--- Start of EXCERPT ---

David Miller, Managing Director of ITDYNAMICS; Sadie Creese, Director of e-Security, International Digital Laboratory, University of Warwick; and Andy Smith, Chief Security Architect for the Identity and Passport Service gave short speeches at the outset of the debate to set the context.
The business perspective
David Miller began with a reference to the Cloud Computing World Forum in London, where it was evident that to many enterprise organisations cloud computing has become mainstream. Cloud security is a concern - but it must be addressed because it is a part of a much bigger change taking place in business and IT.
Sir Winston Churchill said we have to decide whether we see ‘difficulty in the opportunity’ or ‘opportunity in the difficulty’.
From the business perspective there is a big opportunity in the cloud. The economic difficulties of the last 18 months have created a need for business to make changes. It doesn’t want to get caught out again; business is looking to IT as the enabler.
One of David’s clients is looking to reduce costs by more than £1billion. Another has £1.5billion of new work. IT is key to the success of both but in both cases is seen to be an inhibitor.
It is not uncommon for IT to be seen to be an inhibitor to change because of the mish-mash of new and old technologies, new and old apps, databases, middleware and process. In some organisations it takes a long time to do anything, and often the benefits just fail to materialise.
Since 1970 we have introduced process throughout the life cycle, which may have helped us to manage IT, accelerate the introduction of cloud computing and has moved IT up the notional maturity curve. But there are cost implications (associated with training and demonstrating compliance) and there is a loss of business agility (associated with bad process). So this has had little effect on business outcomes - failure rates are still running at the same high rates as they were in 1970, only now businesses are far more dependent upon IT.
The closeness of IT to the business is the most significant factor contributing to successful business outcomes. By making closeness an integral part of what we deliver we can radically increase our chances of achieving a successful business outcome. Thus the business need and hence the service excellence model are more important than just the IT requirements and the total business experience as a measure of closeness is far more important than just the traditional IT measures of performance.
Whether we like it or not, IT is changing: Conventional maturity models have always maintained that the future looks much like today except that processes will be more efficient and somehow business-driven. (Unfortunately it’s not clear what this means or how we will know we have got there.)
Continuous improvement of the CMMI or lean models will continue to have relevance but they both disguise what is actually happening to IT.
The new maturity model (derived from the service excellence model) is not just predicated on improved efficiency but on the eventual ‘disintermediation’ of IT as a result of the convergence of business and IT and of the commoditisation of IT service delivery. The eventual end state is defined by the ‘ultra-efficient service engine’ where, instead of identifying service gaps, we measure the time delay involved in responding to a new business need. Convergence and commoditisation are for real.
New developments in the BMP world are driving convergence and the cloud has rapidly emerged as the most significant manifestation of commoditisation so far. Convergence and commoditisation, and thus the cloud, will be popular with business because convergence enables the business to take back its responsibility for processes and to rapidly re-engineer itself and commoditisation enables the business to access IT resources ‘on demand’ and at low cost. Both convergence and commoditisation improve business agility.

--- End of EXCERPT ---
--- Start of DATA ENTRIES ---

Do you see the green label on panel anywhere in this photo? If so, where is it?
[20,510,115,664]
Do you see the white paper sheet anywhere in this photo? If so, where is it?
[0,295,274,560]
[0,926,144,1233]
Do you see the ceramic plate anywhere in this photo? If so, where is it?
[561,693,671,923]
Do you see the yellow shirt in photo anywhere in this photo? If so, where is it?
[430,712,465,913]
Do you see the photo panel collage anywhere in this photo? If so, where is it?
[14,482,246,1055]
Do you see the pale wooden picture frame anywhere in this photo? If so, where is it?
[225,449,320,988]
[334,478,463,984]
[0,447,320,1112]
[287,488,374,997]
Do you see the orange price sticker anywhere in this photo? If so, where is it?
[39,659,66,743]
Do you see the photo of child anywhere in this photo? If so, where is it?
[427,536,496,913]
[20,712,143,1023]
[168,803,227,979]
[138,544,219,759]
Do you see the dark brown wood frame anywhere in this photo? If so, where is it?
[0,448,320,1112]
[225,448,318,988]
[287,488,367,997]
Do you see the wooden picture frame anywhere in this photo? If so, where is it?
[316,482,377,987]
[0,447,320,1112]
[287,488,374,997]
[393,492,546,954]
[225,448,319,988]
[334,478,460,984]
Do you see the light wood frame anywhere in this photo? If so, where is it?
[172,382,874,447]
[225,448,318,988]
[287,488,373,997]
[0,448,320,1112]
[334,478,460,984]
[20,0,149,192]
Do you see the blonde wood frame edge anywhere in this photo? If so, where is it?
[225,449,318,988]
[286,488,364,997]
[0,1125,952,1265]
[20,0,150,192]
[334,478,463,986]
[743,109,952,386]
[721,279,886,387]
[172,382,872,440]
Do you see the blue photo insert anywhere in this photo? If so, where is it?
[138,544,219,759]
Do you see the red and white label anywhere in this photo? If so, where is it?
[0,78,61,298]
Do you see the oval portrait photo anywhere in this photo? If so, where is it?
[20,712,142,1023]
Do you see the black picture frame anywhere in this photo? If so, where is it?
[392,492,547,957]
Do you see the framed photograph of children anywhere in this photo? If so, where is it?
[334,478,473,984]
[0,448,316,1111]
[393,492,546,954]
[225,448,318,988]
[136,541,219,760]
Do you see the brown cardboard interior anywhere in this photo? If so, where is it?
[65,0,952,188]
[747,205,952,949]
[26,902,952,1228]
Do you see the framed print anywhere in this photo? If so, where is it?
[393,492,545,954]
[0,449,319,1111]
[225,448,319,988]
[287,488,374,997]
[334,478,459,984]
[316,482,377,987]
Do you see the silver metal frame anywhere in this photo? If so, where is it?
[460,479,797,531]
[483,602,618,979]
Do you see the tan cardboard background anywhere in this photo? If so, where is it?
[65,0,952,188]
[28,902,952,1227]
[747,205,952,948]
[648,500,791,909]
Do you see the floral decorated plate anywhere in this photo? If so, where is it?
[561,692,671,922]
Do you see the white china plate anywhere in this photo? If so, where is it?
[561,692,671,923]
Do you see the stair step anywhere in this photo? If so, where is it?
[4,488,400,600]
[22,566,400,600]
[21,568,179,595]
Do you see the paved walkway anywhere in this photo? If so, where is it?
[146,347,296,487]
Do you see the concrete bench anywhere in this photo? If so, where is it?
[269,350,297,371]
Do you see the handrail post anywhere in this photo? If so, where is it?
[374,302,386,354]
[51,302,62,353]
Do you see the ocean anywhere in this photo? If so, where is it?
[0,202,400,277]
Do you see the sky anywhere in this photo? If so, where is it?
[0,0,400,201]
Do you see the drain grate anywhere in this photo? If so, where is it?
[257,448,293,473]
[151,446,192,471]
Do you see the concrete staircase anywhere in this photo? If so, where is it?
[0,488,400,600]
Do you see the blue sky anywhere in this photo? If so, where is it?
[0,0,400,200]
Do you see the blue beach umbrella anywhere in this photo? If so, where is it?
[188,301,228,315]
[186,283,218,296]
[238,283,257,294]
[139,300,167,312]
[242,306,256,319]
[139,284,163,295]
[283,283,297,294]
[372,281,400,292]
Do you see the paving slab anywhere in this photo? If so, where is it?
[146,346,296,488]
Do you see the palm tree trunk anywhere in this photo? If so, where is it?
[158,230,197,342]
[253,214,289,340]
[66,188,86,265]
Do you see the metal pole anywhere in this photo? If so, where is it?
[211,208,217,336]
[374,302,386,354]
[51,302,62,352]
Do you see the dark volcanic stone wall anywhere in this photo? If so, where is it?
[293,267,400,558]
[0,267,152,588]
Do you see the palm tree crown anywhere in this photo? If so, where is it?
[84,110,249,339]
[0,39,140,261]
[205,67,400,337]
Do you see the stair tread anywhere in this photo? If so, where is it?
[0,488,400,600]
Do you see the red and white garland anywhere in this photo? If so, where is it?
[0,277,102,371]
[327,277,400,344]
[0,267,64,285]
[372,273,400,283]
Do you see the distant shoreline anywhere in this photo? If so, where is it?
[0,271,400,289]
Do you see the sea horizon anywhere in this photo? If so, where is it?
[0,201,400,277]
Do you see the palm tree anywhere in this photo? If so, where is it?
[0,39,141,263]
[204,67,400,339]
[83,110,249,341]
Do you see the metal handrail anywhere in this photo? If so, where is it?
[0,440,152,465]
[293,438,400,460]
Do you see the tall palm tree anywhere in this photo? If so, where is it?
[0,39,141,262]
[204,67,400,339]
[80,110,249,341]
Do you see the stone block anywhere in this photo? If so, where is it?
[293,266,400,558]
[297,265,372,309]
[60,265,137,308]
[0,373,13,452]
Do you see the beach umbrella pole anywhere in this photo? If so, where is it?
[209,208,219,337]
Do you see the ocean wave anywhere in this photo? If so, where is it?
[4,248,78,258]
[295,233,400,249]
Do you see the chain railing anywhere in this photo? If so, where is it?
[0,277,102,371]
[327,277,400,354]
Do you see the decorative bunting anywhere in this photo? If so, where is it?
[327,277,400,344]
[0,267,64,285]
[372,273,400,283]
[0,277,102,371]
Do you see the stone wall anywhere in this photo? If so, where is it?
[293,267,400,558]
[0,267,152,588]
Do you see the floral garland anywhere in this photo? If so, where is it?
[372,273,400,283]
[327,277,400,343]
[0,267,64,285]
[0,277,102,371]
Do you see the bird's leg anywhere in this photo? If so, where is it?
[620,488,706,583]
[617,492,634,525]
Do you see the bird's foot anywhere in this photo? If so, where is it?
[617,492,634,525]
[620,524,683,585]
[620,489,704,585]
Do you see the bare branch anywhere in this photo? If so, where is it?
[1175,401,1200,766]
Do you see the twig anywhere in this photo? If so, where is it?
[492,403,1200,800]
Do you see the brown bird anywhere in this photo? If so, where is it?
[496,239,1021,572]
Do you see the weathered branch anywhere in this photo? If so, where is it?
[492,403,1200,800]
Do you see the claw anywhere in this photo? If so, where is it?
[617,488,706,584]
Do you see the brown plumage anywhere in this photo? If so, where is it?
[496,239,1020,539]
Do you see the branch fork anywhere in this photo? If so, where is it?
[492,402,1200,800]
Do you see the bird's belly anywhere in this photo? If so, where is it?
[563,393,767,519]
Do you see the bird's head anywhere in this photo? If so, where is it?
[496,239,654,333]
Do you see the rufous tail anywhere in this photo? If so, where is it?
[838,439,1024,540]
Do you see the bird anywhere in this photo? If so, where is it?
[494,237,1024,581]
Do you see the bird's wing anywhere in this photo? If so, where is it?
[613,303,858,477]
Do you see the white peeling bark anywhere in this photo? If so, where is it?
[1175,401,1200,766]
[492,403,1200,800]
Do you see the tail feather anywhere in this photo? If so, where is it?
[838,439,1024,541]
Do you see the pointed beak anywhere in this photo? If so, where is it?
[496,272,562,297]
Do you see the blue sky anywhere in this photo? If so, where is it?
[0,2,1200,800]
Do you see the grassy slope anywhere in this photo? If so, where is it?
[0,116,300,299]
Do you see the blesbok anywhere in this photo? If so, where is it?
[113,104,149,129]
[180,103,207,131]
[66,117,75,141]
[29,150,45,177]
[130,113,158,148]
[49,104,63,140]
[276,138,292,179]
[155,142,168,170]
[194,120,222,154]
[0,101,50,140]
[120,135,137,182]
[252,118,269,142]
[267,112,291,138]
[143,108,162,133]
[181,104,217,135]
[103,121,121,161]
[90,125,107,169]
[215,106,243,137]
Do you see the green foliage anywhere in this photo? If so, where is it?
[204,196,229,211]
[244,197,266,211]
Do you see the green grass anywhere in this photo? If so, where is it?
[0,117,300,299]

--- End of DATA ENTRIES ---

- _THE PROBLEM_
Summarize the excerpt on the business view of cloud computing in two sentences. The records play no part in this.

- _ANSWER TO THIS PROBLEM_
David Miller notes that cloud computing has become mainstream for many enterprise organizations and that, after 18 months of economic difficulty, business sees a big opportunity in the cloud and looks to IT as the enabler, even though IT is often seen as an inhibitor to change. He argues that the closeness of IT to the business is the most significant factor in successful outcomes, and that a new maturity model foresees the disintermediation of IT through convergence and commoditization, both of which improve business agility and of which the cloud is the most significant manifestation so far.